• INSTRUCTION 1
Reproduce the passage of the pull request that begins with the words containing "What happened" and ends with "phase kicks in.".

• ARTICLE
[Start]

Regime I: warmup=5, cosine restart at ep40 (fast start + second phase) by tcapelle · Pull Request #1251 · wandb/senpai

tcapelle · 2026-03-19T08:46:32Z

Hypothesis

Shorter warmup (5 instead of 10) + cosine warm restart at ep40 gives a second optimization phase that can escape the basin found in phase 1.

Instructions

Change: warmup total_iters=5, milestones=[5]. Replace cosine with CosineAnnealingWarmRestarts(T_0=35, T_mult=1, eta_min=5e-5). Run with `--wandb_group regime-i`.

Baseline (verified frontier, 4 consecutive plateau rounds)

mean3=23.2 (in=17.5, ood=14.3, re=27.7, tan=37.7)
50 single-variable experiments failed to improve. This round tests MULTI-VARIABLE regime changes.

Results

W&B run: `qv1no8ii`
Epochs: 60 (hit 30-min wall clock)
Peak memory: 14.7 GB

Surface MAE (mae_surf_p) — primary metric

Split	Baseline	This run	Delta
val_in_dist	17.5	20.85	+3.35 worse
val_ood_cond	14.3	16.46	+2.16 worse
val_ood_re	27.7	29.25	+1.55 worse
val_tandem_transfer	37.7	40.06	+2.36 worse
mean3 (in+ood+tan)/3	23.2	25.8	+2.6 worse

Full surface MAE (Ux / Uy / p)

Split	Ux	Uy	p
val_in_dist	8.20	2.14	20.85
val_ood_cond	4.94	1.27	16.46
val_ood_re	4.42	1.09	29.25
val_tandem_transfer	7.32	2.52	40.06

Volume MAE (p)

Split	vol_p
val_in_dist	21.65
val_ood_cond	13.83
val_ood_re	47.96
val_tandem_transfer	39.80

val/loss (combined)

Best epoch 60: 0.9576

What happened

The hypothesis did not work. All 4 splits are uniformly worse than baseline by 1.5–3.4 points on surface pressure MAE. The warm restart disrupted a converging trajectory rather than escaping a basin.

Key observations from the epoch-by-epoch loss curve:

Epochs 1–10 showed zero training loss (`vol=0.0000 surf=0.0000`). The model produced near-zero predictions during the warmup phase, suggesting 5 epochs of warmup at 10% LR is too brief to establish stable gradients before the cosine phase kicks in.
Phase 1 converged steadily: epochs 11–40 showed smooth improvement, reaching `val_in_dist=0.650, val_ood_re=0.618` by epoch 40 (end of first T_0=35 cycle).
The restart at epoch 41 caused clear regression: `val_in_dist` jumped from 0.650 → 0.732, `val_ood_re` from 0.618 → 0.704. The second phase had to re-learn rather than explore new basins.

[End]

• INFORMATION PROVIDED
[Start]

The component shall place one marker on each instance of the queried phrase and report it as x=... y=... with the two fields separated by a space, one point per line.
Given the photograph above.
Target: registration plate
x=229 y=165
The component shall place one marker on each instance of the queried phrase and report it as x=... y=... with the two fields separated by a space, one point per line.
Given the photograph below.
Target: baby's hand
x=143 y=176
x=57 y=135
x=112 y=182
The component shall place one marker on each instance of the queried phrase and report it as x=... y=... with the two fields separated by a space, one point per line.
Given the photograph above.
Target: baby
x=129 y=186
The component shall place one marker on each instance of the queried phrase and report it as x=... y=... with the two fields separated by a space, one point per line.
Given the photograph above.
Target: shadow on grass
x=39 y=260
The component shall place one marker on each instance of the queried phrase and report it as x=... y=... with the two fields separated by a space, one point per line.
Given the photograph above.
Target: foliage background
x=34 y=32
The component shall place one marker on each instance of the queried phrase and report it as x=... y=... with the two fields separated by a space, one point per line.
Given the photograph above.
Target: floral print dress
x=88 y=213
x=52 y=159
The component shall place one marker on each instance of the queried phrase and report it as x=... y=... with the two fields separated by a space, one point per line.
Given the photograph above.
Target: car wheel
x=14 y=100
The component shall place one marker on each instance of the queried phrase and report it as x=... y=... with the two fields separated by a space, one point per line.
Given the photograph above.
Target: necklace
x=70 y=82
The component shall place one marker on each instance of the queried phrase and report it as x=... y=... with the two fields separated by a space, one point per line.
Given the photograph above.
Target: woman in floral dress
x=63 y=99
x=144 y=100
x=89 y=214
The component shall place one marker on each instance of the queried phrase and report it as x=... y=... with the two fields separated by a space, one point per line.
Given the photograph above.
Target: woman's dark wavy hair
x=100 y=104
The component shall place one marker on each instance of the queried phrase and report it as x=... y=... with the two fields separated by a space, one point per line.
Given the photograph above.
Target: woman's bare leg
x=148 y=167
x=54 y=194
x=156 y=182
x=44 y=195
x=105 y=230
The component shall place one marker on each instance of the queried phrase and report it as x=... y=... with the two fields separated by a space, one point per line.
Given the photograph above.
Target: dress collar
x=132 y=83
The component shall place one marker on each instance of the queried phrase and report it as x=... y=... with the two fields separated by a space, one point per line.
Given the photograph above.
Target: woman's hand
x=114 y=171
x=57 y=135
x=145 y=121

[End]

• INSTRUCTION 2
How many lines in the records contain the string "floral"? Reply with the number only.

• EXERCISE RESULT 1
What happened

The hypothesis did not work. All 4 splits are uniformly worse than baseline by 1.5–3.4 points on surface pressure MAE. The warm restart disrupted a converging trajectory rather than escaping a basin.

Key observations from the epoch-by-epoch loss curve:

Epochs 1–10 showed zero training loss (`vol=0.0000 surf=0.0000`). The model produced near-zero predictions during the warmup phase, suggesting 5 epochs of warmup at 10% LR is too brief to establish stable gradients before the cosine phase kicks in.

• EXERCISE RESULT 2
2